◆ Stated goal ◆
Output every line of the items below as a Markdown table, skipping blank lines, with a Row column for the running number and a Line column for the text.
* * * * *
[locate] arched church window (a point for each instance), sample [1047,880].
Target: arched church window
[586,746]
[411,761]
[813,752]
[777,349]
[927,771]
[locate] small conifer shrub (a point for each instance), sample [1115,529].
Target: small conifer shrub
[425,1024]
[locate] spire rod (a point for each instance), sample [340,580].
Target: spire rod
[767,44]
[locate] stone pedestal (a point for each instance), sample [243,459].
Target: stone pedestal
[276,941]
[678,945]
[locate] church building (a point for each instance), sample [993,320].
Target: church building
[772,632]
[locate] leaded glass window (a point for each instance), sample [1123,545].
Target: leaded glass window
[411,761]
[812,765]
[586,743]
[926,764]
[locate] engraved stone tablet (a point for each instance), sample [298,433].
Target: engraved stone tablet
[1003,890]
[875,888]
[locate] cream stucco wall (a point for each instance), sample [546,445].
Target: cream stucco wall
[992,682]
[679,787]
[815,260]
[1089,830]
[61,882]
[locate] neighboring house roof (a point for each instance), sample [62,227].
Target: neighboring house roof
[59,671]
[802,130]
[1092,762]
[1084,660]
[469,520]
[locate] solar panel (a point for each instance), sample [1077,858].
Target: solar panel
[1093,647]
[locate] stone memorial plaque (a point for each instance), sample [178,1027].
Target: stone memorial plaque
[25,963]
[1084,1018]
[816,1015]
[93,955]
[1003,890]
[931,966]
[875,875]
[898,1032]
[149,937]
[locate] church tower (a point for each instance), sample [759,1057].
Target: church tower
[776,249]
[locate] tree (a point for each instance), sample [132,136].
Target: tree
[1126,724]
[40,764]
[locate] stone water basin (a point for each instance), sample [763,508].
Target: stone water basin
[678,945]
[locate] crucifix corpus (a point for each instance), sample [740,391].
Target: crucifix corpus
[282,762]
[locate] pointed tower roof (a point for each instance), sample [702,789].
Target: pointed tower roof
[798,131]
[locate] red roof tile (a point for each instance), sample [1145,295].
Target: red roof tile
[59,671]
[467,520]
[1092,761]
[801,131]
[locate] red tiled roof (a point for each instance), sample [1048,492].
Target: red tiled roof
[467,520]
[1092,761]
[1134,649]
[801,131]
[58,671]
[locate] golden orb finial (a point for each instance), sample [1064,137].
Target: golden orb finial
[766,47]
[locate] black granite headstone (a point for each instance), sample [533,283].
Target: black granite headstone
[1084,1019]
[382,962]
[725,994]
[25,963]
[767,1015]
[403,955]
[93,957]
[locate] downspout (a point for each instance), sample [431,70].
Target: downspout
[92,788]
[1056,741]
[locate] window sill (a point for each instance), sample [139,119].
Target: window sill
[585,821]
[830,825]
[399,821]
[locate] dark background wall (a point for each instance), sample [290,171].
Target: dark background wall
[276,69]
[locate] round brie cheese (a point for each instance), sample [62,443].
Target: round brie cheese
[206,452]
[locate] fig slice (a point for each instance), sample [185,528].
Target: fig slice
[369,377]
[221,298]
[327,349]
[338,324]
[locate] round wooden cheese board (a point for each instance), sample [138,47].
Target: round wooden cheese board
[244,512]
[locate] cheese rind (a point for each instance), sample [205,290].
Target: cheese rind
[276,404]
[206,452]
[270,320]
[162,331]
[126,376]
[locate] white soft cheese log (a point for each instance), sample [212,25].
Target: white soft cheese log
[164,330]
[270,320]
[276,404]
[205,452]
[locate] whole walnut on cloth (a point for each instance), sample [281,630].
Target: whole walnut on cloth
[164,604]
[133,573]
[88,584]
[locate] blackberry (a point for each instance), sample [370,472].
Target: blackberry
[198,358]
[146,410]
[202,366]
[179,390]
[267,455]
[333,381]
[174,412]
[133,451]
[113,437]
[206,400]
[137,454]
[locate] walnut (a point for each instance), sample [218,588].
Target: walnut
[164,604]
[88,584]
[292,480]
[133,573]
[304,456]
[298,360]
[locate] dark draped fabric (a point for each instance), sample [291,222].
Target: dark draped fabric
* * * * *
◆ The solution ◆
| Row | Line |
|---|---|
| 1 | [locate] arched church window (a point for each instance), sample [1047,880]. |
| 2 | Target: arched church window |
| 3 | [586,746] |
| 4 | [411,761] |
| 5 | [813,752] |
| 6 | [777,349] |
| 7 | [927,771] |
| 8 | [locate] small conifer shrub (a point for each instance), sample [1115,529]. |
| 9 | Target: small conifer shrub |
| 10 | [425,1024] |
| 11 | [locate] spire rod (a point for each instance), sample [340,580]. |
| 12 | Target: spire rod |
| 13 | [767,44] |
| 14 | [locate] stone pedestal (a point for each instance), sample [243,459]. |
| 15 | Target: stone pedestal |
| 16 | [276,941] |
| 17 | [678,945] |
| 18 | [locate] church building (a point for each instance), sample [993,320]. |
| 19 | Target: church building |
| 20 | [772,632] |
| 21 | [locate] leaded glass window (a point for each instance), sample [1123,545]. |
| 22 | Target: leaded glass window |
| 23 | [411,761] |
| 24 | [812,765] |
| 25 | [586,743] |
| 26 | [926,764] |
| 27 | [locate] engraved stone tablet (a point for each instance), sample [298,433]. |
| 28 | Target: engraved stone tablet |
| 29 | [1003,890] |
| 30 | [875,888] |
| 31 | [locate] cream stucco wall (a point for each instance), sample [546,445]. |
| 32 | Target: cream stucco wall |
| 33 | [992,682] |
| 34 | [679,787] |
| 35 | [815,260] |
| 36 | [1089,830] |
| 37 | [61,882] |
| 38 | [locate] neighboring house roof (a point for each instance), sample [62,227]. |
| 39 | Target: neighboring house roof |
| 40 | [59,671] |
| 41 | [802,130] |
| 42 | [1092,762] |
| 43 | [1084,660] |
| 44 | [469,520] |
| 45 | [locate] solar panel (a point for each instance), sample [1077,858]. |
| 46 | Target: solar panel |
| 47 | [1093,647] |
| 48 | [locate] stone memorial plaque (a point for each instance), sample [178,1027]. |
| 49 | Target: stone memorial plaque |
| 50 | [25,963] |
| 51 | [1084,1018] |
| 52 | [816,1015] |
| 53 | [93,955] |
| 54 | [1003,890] |
| 55 | [931,966] |
| 56 | [875,875] |
| 57 | [898,1032] |
| 58 | [149,937] |
| 59 | [locate] church tower (a point for each instance), sample [759,1057]. |
| 60 | Target: church tower |
| 61 | [776,249] |
| 62 | [locate] tree (a point for each instance), sample [132,136]. |
| 63 | Target: tree |
| 64 | [1126,724] |
| 65 | [40,764] |
| 66 | [locate] stone water basin (a point for each instance), sample [763,508]. |
| 67 | Target: stone water basin |
| 68 | [678,945] |
| 69 | [locate] crucifix corpus (a point for each instance), sample [740,391]. |
| 70 | Target: crucifix corpus |
| 71 | [282,762] |
| 72 | [locate] pointed tower roof (a point for each instance), sample [702,789]. |
| 73 | Target: pointed tower roof |
| 74 | [798,131] |
| 75 | [locate] red roof tile (a point for each instance), sample [1145,295]. |
| 76 | Target: red roof tile |
| 77 | [59,671] |
| 78 | [467,520] |
| 79 | [1092,761] |
| 80 | [801,131] |
| 81 | [locate] red tiled roof (a point for each instance), sample [1048,492]. |
| 82 | Target: red tiled roof |
| 83 | [467,520] |
| 84 | [1092,761] |
| 85 | [1134,649] |
| 86 | [801,131] |
| 87 | [58,671] |
| 88 | [locate] golden orb finial (a point for each instance), sample [1064,137]. |
| 89 | Target: golden orb finial |
| 90 | [766,47] |
| 91 | [locate] black granite headstone (a point for each instance), sample [533,283]. |
| 92 | Target: black granite headstone |
| 93 | [1084,1019] |
| 94 | [382,962] |
| 95 | [725,994] |
| 96 | [25,963] |
| 97 | [767,1015] |
| 98 | [403,955] |
| 99 | [93,957] |
| 100 | [locate] downspout (a point for each instance), sample [431,70]. |
| 101 | Target: downspout |
| 102 | [92,788] |
| 103 | [1056,741] |
| 104 | [locate] window sill (a point for each instance), sample [139,119]. |
| 105 | Target: window sill |
| 106 | [585,821] |
| 107 | [830,825] |
| 108 | [399,821] |
| 109 | [locate] dark background wall (a point for each instance), sample [290,171]. |
| 110 | Target: dark background wall |
| 111 | [276,69] |
| 112 | [locate] round brie cheese (a point for each instance), sample [62,443]. |
| 113 | Target: round brie cheese |
| 114 | [206,452] |
| 115 | [locate] fig slice (a point for each instance), sample [185,528]. |
| 116 | Target: fig slice |
| 117 | [369,377] |
| 118 | [221,298] |
| 119 | [327,349] |
| 120 | [338,324] |
| 121 | [locate] round wooden cheese board (a point for each instance), sample [138,47]. |
| 122 | Target: round wooden cheese board |
| 123 | [244,512] |
| 124 | [locate] cheese rind (a point for each instance), sample [205,290]. |
| 125 | Target: cheese rind |
| 126 | [276,404] |
| 127 | [206,452] |
| 128 | [270,320] |
| 129 | [162,331] |
| 130 | [126,376] |
| 131 | [locate] white soft cheese log (a point for each instance), sample [212,25]. |
| 132 | Target: white soft cheese log |
| 133 | [164,330] |
| 134 | [270,320] |
| 135 | [276,404] |
| 136 | [205,452] |
| 137 | [locate] whole walnut on cloth (a point for each instance), sample [281,630]. |
| 138 | Target: whole walnut on cloth |
| 139 | [164,604] |
| 140 | [133,573] |
| 141 | [88,584] |
| 142 | [locate] blackberry (a point for each instance), sample [370,472]. |
| 143 | Target: blackberry |
| 144 | [198,358] |
| 145 | [146,410] |
| 146 | [202,366] |
| 147 | [179,390] |
| 148 | [267,455] |
| 149 | [333,381] |
| 150 | [174,412] |
| 151 | [133,451] |
| 152 | [113,437] |
| 153 | [206,400] |
| 154 | [137,454] |
| 155 | [locate] walnut (a point for each instance), sample [218,588]. |
| 156 | Target: walnut |
| 157 | [164,604] |
| 158 | [88,584] |
| 159 | [292,480] |
| 160 | [133,573] |
| 161 | [304,456] |
| 162 | [298,360] |
| 163 | [locate] dark draped fabric (a point for each instance), sample [291,222]. |
| 164 | Target: dark draped fabric |